===== DATA LISTING =====
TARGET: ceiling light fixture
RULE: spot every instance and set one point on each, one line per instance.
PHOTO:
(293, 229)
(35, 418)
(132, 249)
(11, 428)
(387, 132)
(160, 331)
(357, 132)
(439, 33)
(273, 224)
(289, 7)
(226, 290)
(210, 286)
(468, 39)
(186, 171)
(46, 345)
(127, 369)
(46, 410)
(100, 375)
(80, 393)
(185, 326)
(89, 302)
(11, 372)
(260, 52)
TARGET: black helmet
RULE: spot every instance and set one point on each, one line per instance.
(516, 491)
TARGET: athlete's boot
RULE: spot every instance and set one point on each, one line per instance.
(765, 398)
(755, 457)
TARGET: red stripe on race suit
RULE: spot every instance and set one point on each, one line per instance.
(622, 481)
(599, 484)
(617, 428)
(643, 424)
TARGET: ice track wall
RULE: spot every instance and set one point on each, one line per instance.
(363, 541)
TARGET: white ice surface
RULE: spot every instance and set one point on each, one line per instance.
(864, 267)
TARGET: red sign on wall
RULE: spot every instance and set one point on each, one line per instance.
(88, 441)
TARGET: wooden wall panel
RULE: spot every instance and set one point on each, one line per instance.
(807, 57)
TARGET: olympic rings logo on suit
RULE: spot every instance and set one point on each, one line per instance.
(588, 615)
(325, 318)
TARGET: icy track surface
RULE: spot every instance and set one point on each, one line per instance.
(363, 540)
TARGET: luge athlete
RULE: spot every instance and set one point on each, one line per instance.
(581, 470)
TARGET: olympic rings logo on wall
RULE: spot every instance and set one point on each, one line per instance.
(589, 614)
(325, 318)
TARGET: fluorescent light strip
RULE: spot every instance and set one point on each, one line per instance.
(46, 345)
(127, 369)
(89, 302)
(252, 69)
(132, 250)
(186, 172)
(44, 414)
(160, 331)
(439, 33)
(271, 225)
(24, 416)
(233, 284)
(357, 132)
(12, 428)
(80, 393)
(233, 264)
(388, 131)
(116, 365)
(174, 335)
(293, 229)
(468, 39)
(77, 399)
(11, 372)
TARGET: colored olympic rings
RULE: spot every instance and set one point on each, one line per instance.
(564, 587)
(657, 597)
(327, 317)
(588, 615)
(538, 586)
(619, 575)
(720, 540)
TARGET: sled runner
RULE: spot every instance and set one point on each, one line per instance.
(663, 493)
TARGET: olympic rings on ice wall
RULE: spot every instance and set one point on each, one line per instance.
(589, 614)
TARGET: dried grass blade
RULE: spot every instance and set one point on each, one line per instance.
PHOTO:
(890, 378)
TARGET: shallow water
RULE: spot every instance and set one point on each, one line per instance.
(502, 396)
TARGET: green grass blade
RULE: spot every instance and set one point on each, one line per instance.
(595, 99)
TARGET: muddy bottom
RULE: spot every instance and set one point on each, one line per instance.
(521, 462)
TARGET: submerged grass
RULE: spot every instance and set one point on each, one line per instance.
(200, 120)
=====
• INSTRUCTIONS FOR THE TASK
Begin with the line that contains "TARGET: colored olympic rings" and end with the last line of the records; set down every line in that span exactly, and nothing else.

• FINISHED EXERCISE
TARGET: colored olympic rings
RULE: spot every instance and set one point on each, one line per instance.
(564, 587)
(657, 597)
(327, 317)
(588, 615)
(538, 586)
(619, 575)
(720, 540)
TARGET: sled runner
RULE: spot every instance and set one point on each, one line per instance.
(663, 493)
TARGET: olympic rings on ice wall
RULE: spot every instance and set one point on each, one line per instance.
(589, 614)
TARGET: dried grass blade
RULE: spot every instance and set one point on each, one line per instance.
PHOTO:
(890, 378)
TARGET: shallow water
RULE: spot every instance and set one point on each, one line per instance.
(502, 396)
TARGET: green grass blade
RULE: spot every instance and set one point on each, one line per instance.
(595, 99)
TARGET: muddy bottom
RULE: spot every instance and set one point on each, one line per instance.
(521, 462)
TARGET: submerged grass
RULE: spot every instance and set one point on each, one line per instance.
(200, 120)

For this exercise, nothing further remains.